__WORK TO COMPLETE__.
Output every line of the records below unchanged.

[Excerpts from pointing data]
□ □ □ □ □ □ □

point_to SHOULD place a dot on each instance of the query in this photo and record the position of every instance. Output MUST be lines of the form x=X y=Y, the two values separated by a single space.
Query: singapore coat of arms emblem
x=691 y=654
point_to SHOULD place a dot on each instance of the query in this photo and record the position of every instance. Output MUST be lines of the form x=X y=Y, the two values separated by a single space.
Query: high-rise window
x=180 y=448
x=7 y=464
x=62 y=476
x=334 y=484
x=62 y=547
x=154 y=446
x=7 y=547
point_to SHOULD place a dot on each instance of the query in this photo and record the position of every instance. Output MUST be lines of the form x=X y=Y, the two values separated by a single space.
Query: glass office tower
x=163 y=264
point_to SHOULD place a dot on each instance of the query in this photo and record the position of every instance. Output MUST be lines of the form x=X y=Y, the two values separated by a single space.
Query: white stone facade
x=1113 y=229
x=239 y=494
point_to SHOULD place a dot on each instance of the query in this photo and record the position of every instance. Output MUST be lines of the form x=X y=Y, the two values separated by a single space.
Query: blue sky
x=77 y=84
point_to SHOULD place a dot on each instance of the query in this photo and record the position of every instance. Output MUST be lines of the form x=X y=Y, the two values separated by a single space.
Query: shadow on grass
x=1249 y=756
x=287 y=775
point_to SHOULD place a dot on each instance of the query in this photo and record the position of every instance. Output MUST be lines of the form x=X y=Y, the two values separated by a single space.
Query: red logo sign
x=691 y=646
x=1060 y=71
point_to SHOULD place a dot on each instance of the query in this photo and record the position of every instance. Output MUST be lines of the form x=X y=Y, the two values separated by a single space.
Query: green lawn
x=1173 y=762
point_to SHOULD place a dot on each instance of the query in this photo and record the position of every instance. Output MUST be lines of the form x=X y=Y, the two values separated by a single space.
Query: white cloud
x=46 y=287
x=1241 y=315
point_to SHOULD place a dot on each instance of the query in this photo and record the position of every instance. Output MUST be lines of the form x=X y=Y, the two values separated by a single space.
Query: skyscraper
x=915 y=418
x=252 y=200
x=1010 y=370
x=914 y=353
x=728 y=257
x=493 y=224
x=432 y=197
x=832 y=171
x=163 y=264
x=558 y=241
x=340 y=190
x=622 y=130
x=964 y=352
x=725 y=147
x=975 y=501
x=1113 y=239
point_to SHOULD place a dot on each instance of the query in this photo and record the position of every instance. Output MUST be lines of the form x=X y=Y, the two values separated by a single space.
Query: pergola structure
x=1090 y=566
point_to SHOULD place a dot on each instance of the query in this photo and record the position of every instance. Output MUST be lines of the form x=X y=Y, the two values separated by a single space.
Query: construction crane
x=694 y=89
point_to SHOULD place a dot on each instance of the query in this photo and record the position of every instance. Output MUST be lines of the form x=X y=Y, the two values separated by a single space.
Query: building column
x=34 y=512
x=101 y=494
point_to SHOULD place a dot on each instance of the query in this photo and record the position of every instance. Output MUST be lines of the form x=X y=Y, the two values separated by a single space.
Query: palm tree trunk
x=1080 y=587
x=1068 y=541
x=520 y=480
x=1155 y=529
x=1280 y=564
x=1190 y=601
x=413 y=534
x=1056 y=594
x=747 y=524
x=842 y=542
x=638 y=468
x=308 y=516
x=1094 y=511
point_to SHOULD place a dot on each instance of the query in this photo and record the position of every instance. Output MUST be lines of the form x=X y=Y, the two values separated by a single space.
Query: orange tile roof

□ □ □ □ □ □ □

__RESPONSE TO THE EXERCISE__.
point_to SHOULD place a dot on each instance of the query in this photo and record the position of every instance. Output MUST be lines of the form x=X y=Y, the two values separated by a single space.
Query: singapore coat of arms emblem
x=691 y=654
point_to SHOULD place a dot on each instance of the query in this photo and record the position of every instance. Output MUST be lines of the form x=X y=Y, the two values separated by a single space.
Query: high-rise window
x=180 y=448
x=7 y=464
x=62 y=476
x=334 y=484
x=62 y=547
x=154 y=446
x=7 y=547
point_to SHOULD place a dot on each instance of the query in this photo and record the position of every instance. Output MUST be lines of the form x=X y=Y, the two values separated by a single space.
Query: glass office tower
x=163 y=264
point_to SHOULD place a dot on each instance of the query in this photo and record the position of every instance. Output MUST be lines of the form x=X y=Y, the two values separated by a single space.
Query: white stone facade
x=1113 y=229
x=239 y=494
point_to SHOULD place a dot on each instance of the query in this photo and record the position of every instance. Output MUST be lines of the form x=X y=Y, the two values separated by a single space.
Query: blue sky
x=77 y=84
point_to SHOULD place a dot on each instance of the query in this photo and record the position of every instance. Output MUST be lines of the form x=X y=Y, the two values separated by a single space.
Query: shadow on grass
x=1249 y=756
x=287 y=775
point_to SHOULD place a dot on each instance of the query in this photo and record the position of every instance. Output MUST be lines of the form x=X y=Y, the two values separated by a single space.
Query: red logo sign
x=691 y=646
x=1060 y=71
point_to SHOULD place a dot on each instance of the query in this photo and record the position of every instance. Output MUST be lines of the form x=X y=Y, the two values separated by a single space.
Query: green lawn
x=1173 y=762
point_to SHOULD place a dot on each instance of the query in this photo and record the position of every instance. Output MUST be lines of the form x=X y=Y, the two values separated by a single space.
Query: white cloud
x=46 y=287
x=1241 y=315
point_to SHOULD place a dot on each instance of the query in this photo and record the position of every instance. Output MUST be lines of the form x=X y=Y, the two values separated by a single space.
Query: skyscraper
x=915 y=418
x=252 y=200
x=1010 y=370
x=914 y=353
x=728 y=257
x=493 y=224
x=432 y=197
x=832 y=171
x=163 y=264
x=558 y=241
x=340 y=190
x=622 y=130
x=964 y=352
x=725 y=147
x=975 y=501
x=1113 y=239
point_to SHOULD place a dot on each instance of the query in this photo and record the position of every instance. Output MUST be lines of the form x=X y=Y, the two values separated by a single space.
Query: pergola structure
x=1090 y=566
point_to SHOULD place a dot on each instance of the query in this photo and record the position of every instance. Output MUST be lines of the form x=X y=Y, the two values separated by a single space.
Query: construction crane
x=694 y=89
point_to SHOULD place a dot on each instance of the query in this photo and record the position of every instance. Output MUST be lines of the form x=X y=Y, the two values separated by a single space.
Query: building column
x=34 y=512
x=101 y=494
point_to SHOULD place a dot on each instance of the query in this photo and record the position of every instance. Output MUST be lines of the form x=X y=Y, the two values separated by a single space.
Query: palm tree trunk
x=1080 y=587
x=1068 y=541
x=520 y=480
x=1155 y=529
x=1280 y=564
x=1190 y=601
x=413 y=534
x=1056 y=594
x=747 y=524
x=842 y=542
x=638 y=468
x=308 y=516
x=1094 y=511
point_to SHOULD place a dot on each instance of the query in this photo and record the position of every instance. Output MUST be lines of the form x=X y=Y, the two values separated by a single space.
Query: orange tile roof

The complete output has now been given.